Excerpt provided >>
Cureus | Dose Agreement Dependence on Chamber Orientation in Quality Assurance (QA) for Stereotactic Radiosurgery

Dose Agreement Dependence on Chamber Orientation in Quality Assurance (QA) for Stereotactic Radiosurgery



Abstract

Objectives: In CyberKnife® (Accuray - Sunnyvale, CA) radiosurgery plans created to treat brain lesions, orienting the ion chamber across the couch instead of longitudinally has been observed to sometimes yield closer agreement between the dose predicted by the planning system (Precision, Accuray - Sunnyvale, CA) and the dose measured during QA. Methods were developed to test the hypothesis that dose agreement in QA conducted with a certain orientation of the A16 Standard Imaging (Middleton, WI) chamber is related to the proportion of measured radiation incident posterior to and delivered by beams directly intersecting the chamber.

Methods: Individual beams were delivered to a chamber from various angles and the resulting depth-corrected dose calculated from electrometer readings were compared. For seventeen SRS treatment plans, patient specific QA was conducted with the chamber oriented along and across the couch, and measurements were converted to dose using a transfer factor calculated at the time of TG-51. Next, dose agreement resulting from both orientations were compared. For each treatment plan, the proportion of planned monitor units delivered by beams that intersected the chamber thimble was recorded. In six SRS treatment plans, a new isocentric beam set was generated to control for directly intersecting dose. QA was conducted for these plans with the chamber oriented along and across the couch (for a total of twelve plans) and the depth-corrected dose from each beam was recorded. Additionally, in four plans, the angles of beams that delivered monitor units were analyzed.

Raw data >>
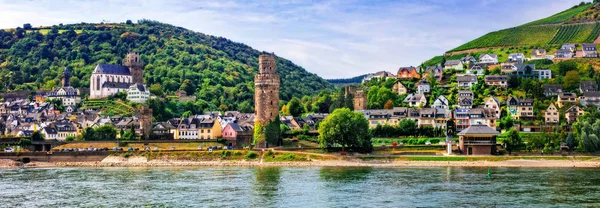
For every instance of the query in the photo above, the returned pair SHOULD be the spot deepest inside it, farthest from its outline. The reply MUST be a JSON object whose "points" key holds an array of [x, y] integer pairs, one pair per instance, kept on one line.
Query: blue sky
{"points": [[334, 39]]}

Your assignment >> Copy out the chamber-orientation abstract word for word, everything from "Objectives: In CyberKnife® (Accuray" down to "intersecting the chamber.".

Exercise response >>
Objectives: In CyberKnife® (Accuray - Sunnyvale, CA) radiosurgery plans created to treat brain lesions, orienting the ion chamber across the couch instead of longitudinally has been observed to sometimes yield closer agreement between the dose predicted by the planning system (Precision, Accuray - Sunnyvale, CA) and the dose measured during QA. Methods were developed to test the hypothesis that dose agreement in QA conducted with a certain orientation of the A16 Standard Imaging (Middleton, WI) chamber is related to the proportion of measured radiation incident posterior to and delivered by beams directly intersecting the chamber.